◆ Work to complete:
[1] Answer these questions using the article on New York's group-wide supervisor requirement for insurers:
(a) On what date did the amendment to Reg. 203 take effect?
(b) Under the size criterion, what minimum total assets must a group hold?
(c) With which regulatory agencies may the superintendent share IAIG information?
[2] Pick up the article on New York's group-wide supervisor requirement for insurers from the end of its list of the superintendent's authorities.

◆ Excerpt:
-*-*-

New York Insurers: Group-Wide Supervisor Requirement for IAIGs

In 2014 the New York State Department of Financial Services (DFS) adopted Regulation 203 (Reg. 203), which outlined the requirements for an insurer’s enterprise risk management (ERM) function and Own Risk and Solvency Assessment (ORSA) filing. Effective June 3, 2020, Reg. 203 has adopted language from the National Association of Insurance Commissioner’s (NAIC) Holding Company Act (HCA) model[1] that grants the superintendent the authority to act as a group-wide supervisor of internationally active insurance groups (IAIG). The amendment describes a group-wide supervisor as the regulatory official authorized to engage in conducting and coordinating group-wide supervision activities.

IAIGs are defined[2] as having:

1) International activity — Premiums are written in three or more jurisdictions, and percentage of gross premiums written outside the home jurisdiction are at least 10 percent of the group's total gross written premium; and,

2) Size —Based on a three-year rolling average, total assets of at least $50 billion USD, or gross written premiums of at least $10 billion USD.


Adopted Amendment

The superintendent has the authority to:

  • Assess enterprise risks within the IAIG to ensure the material financial condition and liquidity risks to members of the IAIG are identified by management with reasonable and effective mitigation measures in place.
  • Request any information deemed necessary and appropriate to assess enterprise risk, including information regarding governance, risk assessment and management, capital adequacy and material intercompany transactions.
  • Coordinate and compel development and implementation of measures designed to recognize and mitigate enterprise risks.
  • Communicate and share IAIG information with other state, federal and international regulatory agencies.
  • Enter into agreements with or obtain information and documentation from New York registered insurers, IAIG members and any other state, federal or international regulator that oversees IAIG.
  • Engage in other group-wide supervision activities consistent with the authorities and purposes enumerated above, as considered necessary.

-*-*-

◆ Information provided:
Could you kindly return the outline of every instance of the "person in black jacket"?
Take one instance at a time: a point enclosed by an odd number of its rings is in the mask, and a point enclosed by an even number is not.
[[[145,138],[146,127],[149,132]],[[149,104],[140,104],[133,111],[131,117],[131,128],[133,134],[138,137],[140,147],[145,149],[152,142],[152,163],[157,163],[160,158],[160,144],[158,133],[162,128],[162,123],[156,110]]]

-*-*-

◆ Expected results:
[1]
(a) June 3, 2020.
(b) At least $50 billion USD, based on a three-year rolling average.
(c) Other state, federal and international regulatory agencies.

[2]
DHG Views

The IAIGs should review their enterprise-wide risk management framework, which addresses all relevant and material risks. Risks may vary by country and business functions within those countries. An effective ERM framework must recognize the variations of these risks and aggregate them at the firm level. All lines of defense should be aware of material risks facing the insurer, understand their attributes and be cognizant of the current approaches to mitigate and control their key risks, as well as the effectiveness of those activities.

The insurer’s ORSA report must accurately reflect the IAIG’s scale and complexity and indicate a clear assessment of the IAIG’s risk management and its current and future group solvency position. Senior management is responsible for ensuring the insurer’s risk appetite is aligned across countries and business functions and reflected in the ORSA report. It is important for senior management to convey a strong message of capital adequacy by performing prospective solvency assessments under various adverse scenarios that incorporate the insurer’s material risks.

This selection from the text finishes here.